[Recorded data]
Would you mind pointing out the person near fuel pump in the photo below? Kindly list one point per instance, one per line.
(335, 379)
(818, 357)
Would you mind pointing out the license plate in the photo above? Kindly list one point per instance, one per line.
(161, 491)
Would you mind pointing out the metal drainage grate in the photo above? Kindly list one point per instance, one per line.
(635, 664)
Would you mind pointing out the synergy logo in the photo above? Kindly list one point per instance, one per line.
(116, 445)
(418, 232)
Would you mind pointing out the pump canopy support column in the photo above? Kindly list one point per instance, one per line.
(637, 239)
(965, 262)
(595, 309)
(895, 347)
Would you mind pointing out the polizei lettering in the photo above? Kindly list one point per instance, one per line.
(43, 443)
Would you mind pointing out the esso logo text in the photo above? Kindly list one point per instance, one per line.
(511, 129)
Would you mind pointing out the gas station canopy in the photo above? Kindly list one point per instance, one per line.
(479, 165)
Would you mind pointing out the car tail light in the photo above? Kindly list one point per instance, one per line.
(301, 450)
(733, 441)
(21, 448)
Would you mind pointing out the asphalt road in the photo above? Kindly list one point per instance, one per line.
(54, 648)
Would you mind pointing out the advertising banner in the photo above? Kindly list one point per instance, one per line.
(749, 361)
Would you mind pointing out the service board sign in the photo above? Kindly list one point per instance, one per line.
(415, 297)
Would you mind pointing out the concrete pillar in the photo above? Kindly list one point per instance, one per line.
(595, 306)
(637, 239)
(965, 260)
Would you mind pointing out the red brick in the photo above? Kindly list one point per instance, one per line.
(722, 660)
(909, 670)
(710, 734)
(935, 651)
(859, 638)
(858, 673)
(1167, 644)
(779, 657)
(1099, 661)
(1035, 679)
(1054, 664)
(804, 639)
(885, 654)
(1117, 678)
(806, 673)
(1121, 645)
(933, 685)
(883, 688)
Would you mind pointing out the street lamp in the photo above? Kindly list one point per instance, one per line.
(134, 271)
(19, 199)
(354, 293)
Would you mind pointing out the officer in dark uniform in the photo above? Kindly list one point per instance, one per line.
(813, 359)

Work instructions → Nothing above should be left out; write out every record exactly.

Result of the exercise →
Would you mind pointing out the person near fuel pump in the photo below? Kindly list one point per instance, one per line.
(335, 379)
(818, 357)
Would you mind pointing out the license plate in the photo above? Kindly list one point per instance, one per line.
(161, 491)
Would you mind pointing out the metal drainage grate in the photo above? Kindly list one point per instance, one per line.
(635, 664)
Would you mind pointing out the synergy logo in the photo above? Kindly list one point per instance, one per line.
(116, 445)
(418, 232)
Would you mind pointing out the pump canopy support column in the photo above? Kindly list one point per instance, one per line.
(637, 239)
(965, 262)
(595, 309)
(895, 347)
Would you mind pointing out the polizei lettering in the photo above? Kindly list one point per instance, one per line.
(43, 443)
Would you mind pointing out the esso logo text in the photo above? Kindly list one point per instance, one per line.
(511, 129)
Would you mind pointing out the gas station canopy in the photo above? Kindly list one point per instance, one per line.
(479, 165)
Would you mind pointing out the car tail light in the photo above? Kindly list one point per instance, one per line.
(301, 450)
(733, 441)
(21, 448)
Would you mind pointing out the asphalt road in the photo above? Kindly list one point per instance, one per line.
(54, 648)
Would you mind pointing out the advertising banner in the photo above? Kindly list one point per instance, one per line.
(749, 361)
Would you mind pointing out the service board sign in the photo above? Kindly list one point per instance, one per line.
(415, 297)
Would you mind pointing out the concrete pillar in the photo above? Kindly list one point per instance, one per line.
(595, 306)
(637, 239)
(965, 260)
Would you mind pointing out the red brick in the photo above? Kindly list one point per instance, one per line.
(722, 660)
(909, 670)
(710, 734)
(935, 651)
(859, 638)
(858, 673)
(1167, 644)
(779, 657)
(1099, 661)
(1035, 679)
(1054, 664)
(804, 639)
(885, 654)
(1117, 678)
(806, 673)
(1121, 645)
(933, 685)
(883, 688)
Would you mind pointing out the street lamp in the photo above? Kindly list one point per instance, one per line.
(134, 271)
(19, 199)
(354, 293)
Would you mind pointing out the officer in dark uniform in the photo above? Kindly list one point per instance, one per line.
(813, 359)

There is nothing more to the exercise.